>>>

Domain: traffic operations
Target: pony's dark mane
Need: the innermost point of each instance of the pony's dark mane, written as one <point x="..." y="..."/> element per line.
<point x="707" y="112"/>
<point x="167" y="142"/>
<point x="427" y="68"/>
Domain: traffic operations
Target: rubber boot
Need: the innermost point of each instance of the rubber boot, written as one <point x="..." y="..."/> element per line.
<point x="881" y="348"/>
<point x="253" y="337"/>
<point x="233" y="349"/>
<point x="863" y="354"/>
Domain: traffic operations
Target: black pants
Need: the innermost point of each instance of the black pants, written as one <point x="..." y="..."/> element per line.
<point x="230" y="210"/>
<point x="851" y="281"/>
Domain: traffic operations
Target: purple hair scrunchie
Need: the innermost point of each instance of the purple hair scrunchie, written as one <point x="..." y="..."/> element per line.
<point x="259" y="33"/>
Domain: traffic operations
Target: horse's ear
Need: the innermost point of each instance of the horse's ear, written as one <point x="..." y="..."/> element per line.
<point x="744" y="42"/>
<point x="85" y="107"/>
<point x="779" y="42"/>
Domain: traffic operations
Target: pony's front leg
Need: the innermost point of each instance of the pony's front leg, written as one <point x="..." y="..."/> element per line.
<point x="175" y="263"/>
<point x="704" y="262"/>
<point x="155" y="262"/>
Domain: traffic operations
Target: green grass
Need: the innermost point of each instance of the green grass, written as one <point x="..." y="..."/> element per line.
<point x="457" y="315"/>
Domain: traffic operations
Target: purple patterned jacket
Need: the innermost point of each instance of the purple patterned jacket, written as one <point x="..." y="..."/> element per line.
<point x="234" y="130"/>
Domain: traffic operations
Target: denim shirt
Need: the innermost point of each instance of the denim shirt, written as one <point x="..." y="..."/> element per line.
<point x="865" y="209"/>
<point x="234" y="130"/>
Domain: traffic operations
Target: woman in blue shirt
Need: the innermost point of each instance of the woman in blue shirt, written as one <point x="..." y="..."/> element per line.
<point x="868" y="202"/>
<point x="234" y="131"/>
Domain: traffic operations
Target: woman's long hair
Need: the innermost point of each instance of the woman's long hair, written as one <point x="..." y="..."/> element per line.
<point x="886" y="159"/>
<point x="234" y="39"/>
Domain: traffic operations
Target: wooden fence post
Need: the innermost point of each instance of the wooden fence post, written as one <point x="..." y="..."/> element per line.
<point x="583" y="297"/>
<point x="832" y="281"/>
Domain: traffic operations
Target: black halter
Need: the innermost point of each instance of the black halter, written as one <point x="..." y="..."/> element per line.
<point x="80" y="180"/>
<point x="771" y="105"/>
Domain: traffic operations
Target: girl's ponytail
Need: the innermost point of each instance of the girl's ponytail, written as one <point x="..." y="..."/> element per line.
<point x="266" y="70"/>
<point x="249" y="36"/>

<<<

Prompt:
Leaving every word in place, retype all of the listing.

Answer area:
Domain: traffic operations
Target: pony's dark mane
Need: the innermost point of each instance of the pony's dark mane, written as one <point x="..." y="..."/> element per line.
<point x="707" y="112"/>
<point x="167" y="142"/>
<point x="427" y="68"/>
Domain: traffic operations
Target: rubber boot
Need: the innermost point of each instance of the rubber boot, written as one <point x="..." y="..."/> element per line.
<point x="881" y="348"/>
<point x="253" y="337"/>
<point x="233" y="349"/>
<point x="863" y="354"/>
Domain: traffic operations
Target: black pants
Need: the innermost point of each instance of the black pants, written as one <point x="..." y="..."/> element per line.
<point x="230" y="210"/>
<point x="851" y="281"/>
Domain: traffic operations
Target: purple hair scrunchie
Need: the innermost point of each instance of the purple hair scrunchie, written as one <point x="..." y="..."/> element per line.
<point x="259" y="33"/>
Domain: traffic operations
Target: horse's ear
Need: the innermost point of each instance of the horse's ear, written as one <point x="..." y="..."/> element per line.
<point x="744" y="42"/>
<point x="85" y="107"/>
<point x="779" y="42"/>
Domain: traffic operations
Target: pony's front leg
Need: the innermost point of each instance of the pony's front leg, written as one <point x="..." y="..."/> element per line.
<point x="175" y="263"/>
<point x="704" y="262"/>
<point x="155" y="262"/>
Domain: traffic operations
Target: green grass
Need: the innermost point of each instance of the green grass, written as one <point x="..." y="..."/> element per line.
<point x="457" y="315"/>
Domain: traffic operations
Target: purple patterned jacket
Need: the innermost point of each instance of the purple patterned jacket, written as one <point x="..." y="..."/> element per line.
<point x="234" y="130"/>
Domain: traffic operations
Target: denim shirt
Need: the innermost point of each instance of the denim shirt, written as one <point x="..." y="..."/> element per line.
<point x="865" y="209"/>
<point x="234" y="130"/>
Domain: traffic operations
Target: woman in blue shirt
Need: the innermost point of each instance of the woman in blue shirt, written as one <point x="..." y="..."/> element per line.
<point x="868" y="202"/>
<point x="234" y="131"/>
Domain: traffic operations
Target: woman's long hair
Need: the innermost point of each instance of the woman's long hair, written as one <point x="..." y="..."/> element per line.
<point x="886" y="159"/>
<point x="234" y="39"/>
Domain: traffic operations
Target: wooden fence post
Need: the innermost point of each instance of the wooden fence post, written as one <point x="..." y="..."/> element per line.
<point x="583" y="297"/>
<point x="832" y="281"/>
Domain: traffic operations
Target: black halter
Need: the innermost point of each instance of the black halter, written as one <point x="..." y="..."/> element per line.
<point x="80" y="180"/>
<point x="771" y="105"/>
Domain: traffic operations
Target: girl's ponytail
Need: the innermost point of each instance of the girl's ponytail, written as one <point x="..." y="..."/> element per line.
<point x="266" y="70"/>
<point x="249" y="36"/>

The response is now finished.